Coordinate annotation records

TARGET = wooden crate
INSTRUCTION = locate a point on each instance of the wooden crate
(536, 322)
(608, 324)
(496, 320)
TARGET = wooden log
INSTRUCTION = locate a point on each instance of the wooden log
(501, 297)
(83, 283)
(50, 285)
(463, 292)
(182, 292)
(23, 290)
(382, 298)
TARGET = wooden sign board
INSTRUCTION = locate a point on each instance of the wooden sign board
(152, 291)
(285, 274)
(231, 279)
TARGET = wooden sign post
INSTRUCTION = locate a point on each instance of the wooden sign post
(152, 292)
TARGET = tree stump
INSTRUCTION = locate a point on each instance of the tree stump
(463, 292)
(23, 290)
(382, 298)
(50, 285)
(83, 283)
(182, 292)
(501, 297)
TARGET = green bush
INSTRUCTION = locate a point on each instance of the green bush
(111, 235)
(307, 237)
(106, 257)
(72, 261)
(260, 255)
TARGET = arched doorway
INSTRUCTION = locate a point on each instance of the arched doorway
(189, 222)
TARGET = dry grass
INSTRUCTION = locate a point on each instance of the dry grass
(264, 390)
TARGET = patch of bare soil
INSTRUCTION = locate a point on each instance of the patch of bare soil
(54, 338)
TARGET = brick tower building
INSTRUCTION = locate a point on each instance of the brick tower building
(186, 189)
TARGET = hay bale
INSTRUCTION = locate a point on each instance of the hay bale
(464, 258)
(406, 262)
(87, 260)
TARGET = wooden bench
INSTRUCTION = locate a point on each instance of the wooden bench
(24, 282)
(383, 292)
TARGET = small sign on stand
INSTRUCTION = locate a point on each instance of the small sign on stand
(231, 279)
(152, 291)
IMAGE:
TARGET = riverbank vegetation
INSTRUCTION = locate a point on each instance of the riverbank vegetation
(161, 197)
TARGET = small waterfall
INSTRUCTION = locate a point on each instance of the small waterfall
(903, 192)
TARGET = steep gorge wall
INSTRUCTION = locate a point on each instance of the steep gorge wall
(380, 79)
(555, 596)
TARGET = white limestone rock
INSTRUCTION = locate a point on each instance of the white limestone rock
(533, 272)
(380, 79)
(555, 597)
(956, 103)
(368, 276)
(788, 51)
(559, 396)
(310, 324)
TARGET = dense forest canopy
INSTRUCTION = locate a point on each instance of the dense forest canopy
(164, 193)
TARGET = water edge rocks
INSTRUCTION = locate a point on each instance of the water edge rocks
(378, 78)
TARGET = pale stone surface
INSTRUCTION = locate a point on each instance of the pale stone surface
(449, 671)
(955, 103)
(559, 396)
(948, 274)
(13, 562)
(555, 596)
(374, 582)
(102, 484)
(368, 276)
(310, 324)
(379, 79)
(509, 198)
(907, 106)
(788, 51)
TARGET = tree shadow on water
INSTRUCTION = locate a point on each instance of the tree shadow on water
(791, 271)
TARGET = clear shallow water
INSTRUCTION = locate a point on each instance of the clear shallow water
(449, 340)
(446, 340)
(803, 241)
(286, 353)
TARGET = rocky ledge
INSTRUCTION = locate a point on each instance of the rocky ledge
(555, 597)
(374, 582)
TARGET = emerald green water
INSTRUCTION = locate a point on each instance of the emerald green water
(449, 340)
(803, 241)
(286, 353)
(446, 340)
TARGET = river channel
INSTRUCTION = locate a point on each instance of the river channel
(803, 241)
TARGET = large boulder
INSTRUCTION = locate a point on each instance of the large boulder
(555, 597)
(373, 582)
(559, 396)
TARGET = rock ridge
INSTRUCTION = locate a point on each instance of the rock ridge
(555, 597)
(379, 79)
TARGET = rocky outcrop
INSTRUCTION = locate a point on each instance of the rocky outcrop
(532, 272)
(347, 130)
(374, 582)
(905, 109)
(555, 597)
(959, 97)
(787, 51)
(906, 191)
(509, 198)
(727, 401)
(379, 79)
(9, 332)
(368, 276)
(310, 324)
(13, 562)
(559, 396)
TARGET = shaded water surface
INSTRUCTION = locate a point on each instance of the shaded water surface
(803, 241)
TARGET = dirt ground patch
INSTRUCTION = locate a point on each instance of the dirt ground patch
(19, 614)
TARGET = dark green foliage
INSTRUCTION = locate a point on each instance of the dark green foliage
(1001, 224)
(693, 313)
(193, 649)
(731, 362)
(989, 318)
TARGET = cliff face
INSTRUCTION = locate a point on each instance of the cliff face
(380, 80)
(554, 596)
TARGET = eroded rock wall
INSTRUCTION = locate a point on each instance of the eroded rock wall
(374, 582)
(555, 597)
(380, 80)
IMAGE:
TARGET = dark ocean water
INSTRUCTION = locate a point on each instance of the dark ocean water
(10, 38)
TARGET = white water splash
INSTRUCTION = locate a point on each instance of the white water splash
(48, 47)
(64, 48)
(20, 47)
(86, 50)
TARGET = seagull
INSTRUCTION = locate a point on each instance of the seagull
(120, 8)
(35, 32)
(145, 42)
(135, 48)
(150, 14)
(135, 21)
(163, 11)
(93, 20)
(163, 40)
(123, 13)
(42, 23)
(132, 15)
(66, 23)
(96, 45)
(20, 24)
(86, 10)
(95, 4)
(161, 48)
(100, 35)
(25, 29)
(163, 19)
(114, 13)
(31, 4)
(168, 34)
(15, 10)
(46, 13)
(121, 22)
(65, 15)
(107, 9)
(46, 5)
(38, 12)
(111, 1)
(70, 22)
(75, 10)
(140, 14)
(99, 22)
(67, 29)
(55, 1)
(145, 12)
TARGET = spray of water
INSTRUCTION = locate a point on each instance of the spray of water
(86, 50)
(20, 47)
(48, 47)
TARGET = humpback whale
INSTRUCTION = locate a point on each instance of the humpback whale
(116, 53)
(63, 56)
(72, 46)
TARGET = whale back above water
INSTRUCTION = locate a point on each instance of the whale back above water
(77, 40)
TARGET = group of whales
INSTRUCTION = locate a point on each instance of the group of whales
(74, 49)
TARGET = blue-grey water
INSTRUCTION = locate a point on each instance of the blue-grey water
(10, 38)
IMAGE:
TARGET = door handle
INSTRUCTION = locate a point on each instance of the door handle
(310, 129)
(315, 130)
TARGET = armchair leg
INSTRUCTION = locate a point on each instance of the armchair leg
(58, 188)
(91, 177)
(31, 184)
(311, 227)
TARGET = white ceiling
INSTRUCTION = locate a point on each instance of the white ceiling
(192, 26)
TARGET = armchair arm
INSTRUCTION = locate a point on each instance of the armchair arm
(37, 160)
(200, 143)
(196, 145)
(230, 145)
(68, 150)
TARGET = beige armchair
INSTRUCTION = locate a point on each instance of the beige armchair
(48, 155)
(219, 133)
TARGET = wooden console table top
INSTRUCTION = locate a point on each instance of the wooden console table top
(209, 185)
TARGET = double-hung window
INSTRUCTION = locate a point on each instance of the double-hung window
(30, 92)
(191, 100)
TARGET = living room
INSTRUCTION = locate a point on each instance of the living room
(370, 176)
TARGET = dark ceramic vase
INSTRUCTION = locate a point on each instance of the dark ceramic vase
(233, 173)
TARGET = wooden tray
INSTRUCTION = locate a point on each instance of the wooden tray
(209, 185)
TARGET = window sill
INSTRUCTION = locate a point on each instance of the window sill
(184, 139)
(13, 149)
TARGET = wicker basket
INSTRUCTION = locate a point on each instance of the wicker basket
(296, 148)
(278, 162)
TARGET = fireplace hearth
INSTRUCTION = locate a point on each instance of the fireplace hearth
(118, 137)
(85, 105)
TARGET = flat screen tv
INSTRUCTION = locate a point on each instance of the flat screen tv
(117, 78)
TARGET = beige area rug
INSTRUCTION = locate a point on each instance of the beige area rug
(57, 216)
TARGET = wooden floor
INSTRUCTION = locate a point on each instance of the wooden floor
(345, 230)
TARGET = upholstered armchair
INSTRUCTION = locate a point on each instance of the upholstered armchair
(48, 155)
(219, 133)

What to do:
Quote exactly what appears from the line containing "TARGET = wicker basket" through the final line of the listing above, including both of those lines.

Solution for this exercise:
TARGET = wicker basket
INSTRUCTION = locate a point on each instance of the wicker basket
(296, 148)
(278, 162)
TARGET = fireplace hearth
INSTRUCTION = locate a point on each instance of the fireplace hearth
(118, 137)
(85, 105)
TARGET = flat screen tv
INSTRUCTION = locate a point on each instance of the flat screen tv
(117, 78)
TARGET = beige area rug
INSTRUCTION = locate a point on each instance of the beige area rug
(57, 216)
TARGET = wooden floor
INSTRUCTION = locate a point on each instance of the wooden floor
(345, 230)
TARGET = upholstered armchair
INSTRUCTION = locate a point on each instance of the upholstered armchair
(48, 155)
(219, 133)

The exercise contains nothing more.